Short task
Pick out each line below that contains the word "ridge", and copy every one of those lines.

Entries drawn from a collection
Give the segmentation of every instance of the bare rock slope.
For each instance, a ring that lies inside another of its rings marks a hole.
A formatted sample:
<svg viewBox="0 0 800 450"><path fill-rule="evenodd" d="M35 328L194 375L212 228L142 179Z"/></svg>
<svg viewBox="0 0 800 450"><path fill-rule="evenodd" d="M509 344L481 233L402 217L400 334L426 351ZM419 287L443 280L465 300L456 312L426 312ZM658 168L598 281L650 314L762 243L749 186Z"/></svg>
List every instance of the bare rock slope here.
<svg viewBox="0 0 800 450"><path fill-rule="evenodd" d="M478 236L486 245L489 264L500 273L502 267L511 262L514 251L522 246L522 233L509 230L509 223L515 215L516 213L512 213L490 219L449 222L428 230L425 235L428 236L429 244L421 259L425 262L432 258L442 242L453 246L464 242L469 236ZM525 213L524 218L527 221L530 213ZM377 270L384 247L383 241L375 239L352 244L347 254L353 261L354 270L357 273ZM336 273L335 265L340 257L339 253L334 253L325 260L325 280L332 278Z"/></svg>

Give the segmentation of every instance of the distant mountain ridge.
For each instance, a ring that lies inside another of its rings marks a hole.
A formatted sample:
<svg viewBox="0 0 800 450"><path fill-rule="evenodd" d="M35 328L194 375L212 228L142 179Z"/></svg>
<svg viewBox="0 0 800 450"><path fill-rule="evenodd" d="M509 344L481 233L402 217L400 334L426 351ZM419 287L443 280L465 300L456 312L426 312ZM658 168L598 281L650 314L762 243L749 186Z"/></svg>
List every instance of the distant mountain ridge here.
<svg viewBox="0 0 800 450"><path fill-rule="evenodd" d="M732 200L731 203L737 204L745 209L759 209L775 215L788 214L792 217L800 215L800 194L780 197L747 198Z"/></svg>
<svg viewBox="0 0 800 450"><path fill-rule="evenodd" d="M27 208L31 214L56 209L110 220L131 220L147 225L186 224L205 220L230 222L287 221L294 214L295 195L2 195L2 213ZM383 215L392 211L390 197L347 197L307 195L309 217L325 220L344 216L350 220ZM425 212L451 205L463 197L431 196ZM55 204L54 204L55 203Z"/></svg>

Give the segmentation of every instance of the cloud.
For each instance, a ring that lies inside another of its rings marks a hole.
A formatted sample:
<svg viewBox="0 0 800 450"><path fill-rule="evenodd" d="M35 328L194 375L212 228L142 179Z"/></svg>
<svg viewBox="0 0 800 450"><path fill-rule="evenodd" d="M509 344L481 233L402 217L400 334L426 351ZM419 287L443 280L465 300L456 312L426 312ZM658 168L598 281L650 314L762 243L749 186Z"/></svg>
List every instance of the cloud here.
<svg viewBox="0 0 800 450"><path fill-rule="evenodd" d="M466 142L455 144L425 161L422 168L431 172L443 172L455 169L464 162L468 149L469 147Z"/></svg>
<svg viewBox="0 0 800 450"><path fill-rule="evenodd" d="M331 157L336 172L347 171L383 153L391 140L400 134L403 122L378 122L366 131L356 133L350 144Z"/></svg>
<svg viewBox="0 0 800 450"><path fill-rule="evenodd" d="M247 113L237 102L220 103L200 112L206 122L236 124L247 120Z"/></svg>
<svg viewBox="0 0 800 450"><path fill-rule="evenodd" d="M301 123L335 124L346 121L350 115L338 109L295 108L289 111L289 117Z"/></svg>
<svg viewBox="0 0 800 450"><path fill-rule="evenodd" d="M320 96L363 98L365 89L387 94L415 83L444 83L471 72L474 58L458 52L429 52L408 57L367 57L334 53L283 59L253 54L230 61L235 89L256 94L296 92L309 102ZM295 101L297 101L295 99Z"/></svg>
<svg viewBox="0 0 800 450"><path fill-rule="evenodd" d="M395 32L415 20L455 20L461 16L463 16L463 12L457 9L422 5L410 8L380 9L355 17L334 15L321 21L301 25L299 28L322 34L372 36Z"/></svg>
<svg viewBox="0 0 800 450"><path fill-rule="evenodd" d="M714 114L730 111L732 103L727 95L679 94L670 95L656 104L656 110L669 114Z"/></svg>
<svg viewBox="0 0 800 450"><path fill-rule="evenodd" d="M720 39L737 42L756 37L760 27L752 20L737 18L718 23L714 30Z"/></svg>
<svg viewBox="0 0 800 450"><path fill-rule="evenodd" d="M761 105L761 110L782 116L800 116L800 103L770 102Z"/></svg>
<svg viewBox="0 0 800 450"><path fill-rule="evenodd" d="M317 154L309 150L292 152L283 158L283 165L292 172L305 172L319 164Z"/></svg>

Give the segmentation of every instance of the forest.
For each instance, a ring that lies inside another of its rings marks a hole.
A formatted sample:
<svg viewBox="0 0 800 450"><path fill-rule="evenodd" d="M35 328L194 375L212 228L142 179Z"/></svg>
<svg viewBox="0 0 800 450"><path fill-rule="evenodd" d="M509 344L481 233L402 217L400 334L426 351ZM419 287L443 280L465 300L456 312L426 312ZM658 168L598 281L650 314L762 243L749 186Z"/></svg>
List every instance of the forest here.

Output for this exercise
Give the segmentation of every instance of the distant mountain ridge.
List every instance of the distant mountain ridge here.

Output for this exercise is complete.